_TASK_
Give back each line of the material that contains the word "perched".

_EXTRACTED RECORDS_
--------------------------------------------------

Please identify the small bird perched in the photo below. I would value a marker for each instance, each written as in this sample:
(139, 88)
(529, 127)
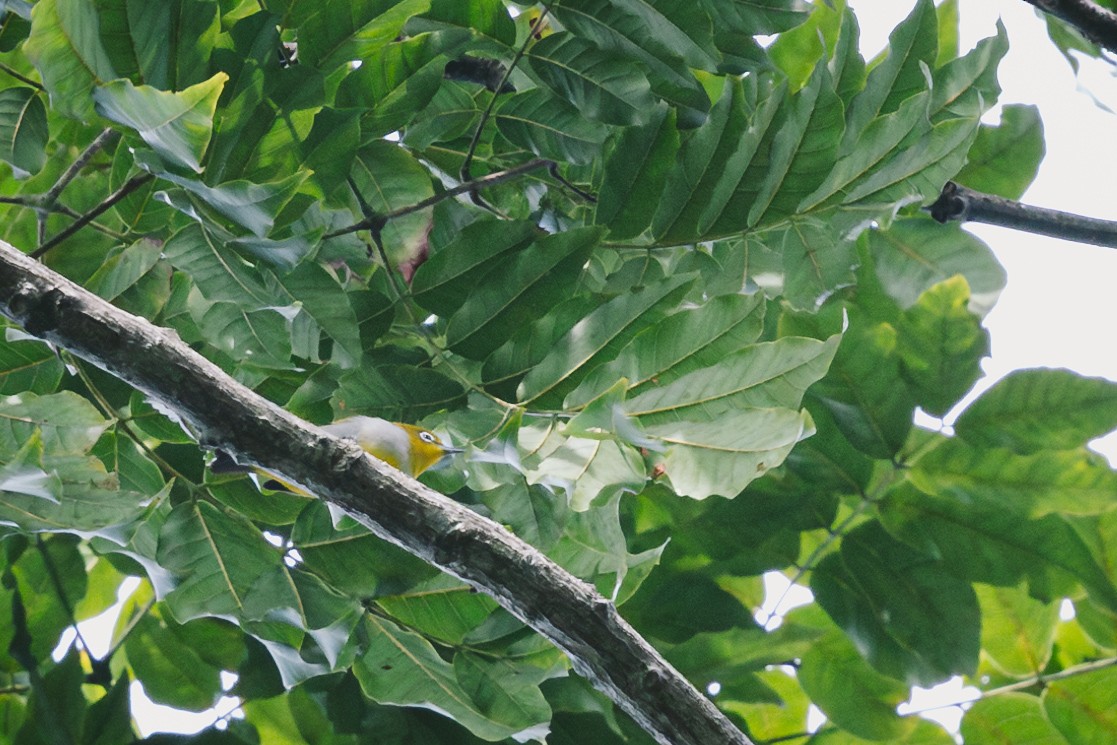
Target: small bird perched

--------------------------------------------------

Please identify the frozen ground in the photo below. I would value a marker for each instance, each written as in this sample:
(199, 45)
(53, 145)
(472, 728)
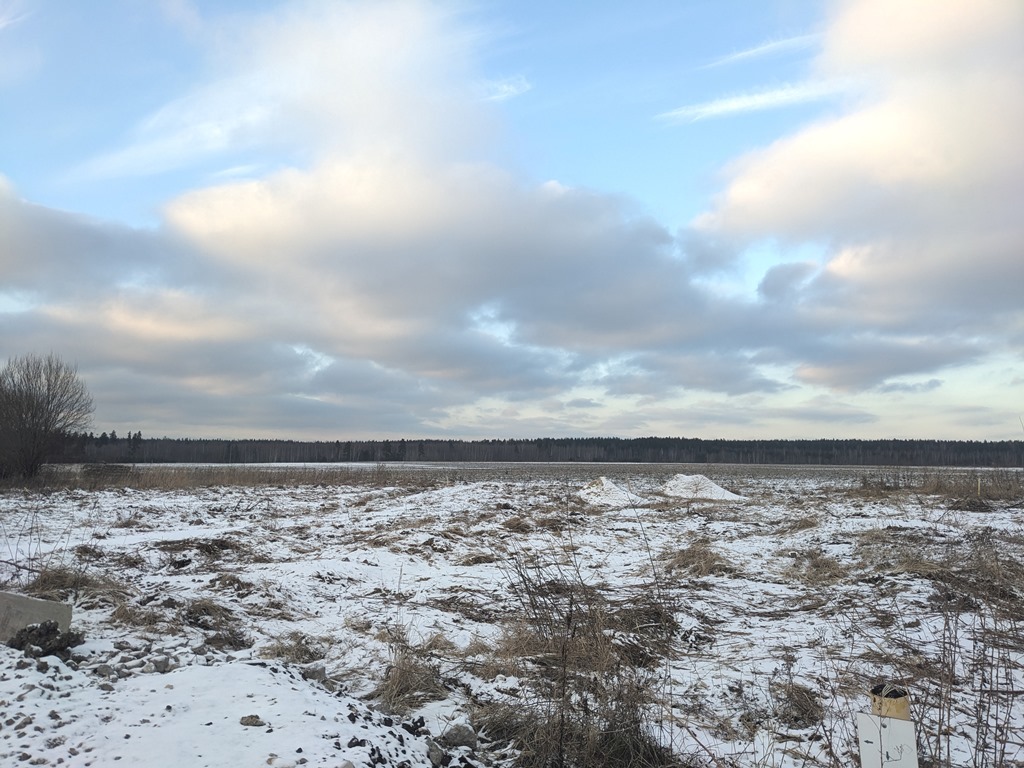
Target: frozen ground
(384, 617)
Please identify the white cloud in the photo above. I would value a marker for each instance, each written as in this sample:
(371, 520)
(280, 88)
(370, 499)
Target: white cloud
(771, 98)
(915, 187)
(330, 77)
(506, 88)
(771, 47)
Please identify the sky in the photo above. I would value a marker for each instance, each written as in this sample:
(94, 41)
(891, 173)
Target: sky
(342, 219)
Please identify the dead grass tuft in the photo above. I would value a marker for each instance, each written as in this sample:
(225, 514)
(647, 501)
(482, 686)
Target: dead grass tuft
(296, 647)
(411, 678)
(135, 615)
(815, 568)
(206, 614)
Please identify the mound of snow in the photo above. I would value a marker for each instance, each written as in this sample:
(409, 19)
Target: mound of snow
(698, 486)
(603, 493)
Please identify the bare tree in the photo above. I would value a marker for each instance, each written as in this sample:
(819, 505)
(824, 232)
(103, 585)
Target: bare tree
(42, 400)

--------------------------------------------------

_OUTPUT_
Please identify the small bird perched in the photo below. I would value a marker for each instance, each written as in this sample:
Target: small bird perched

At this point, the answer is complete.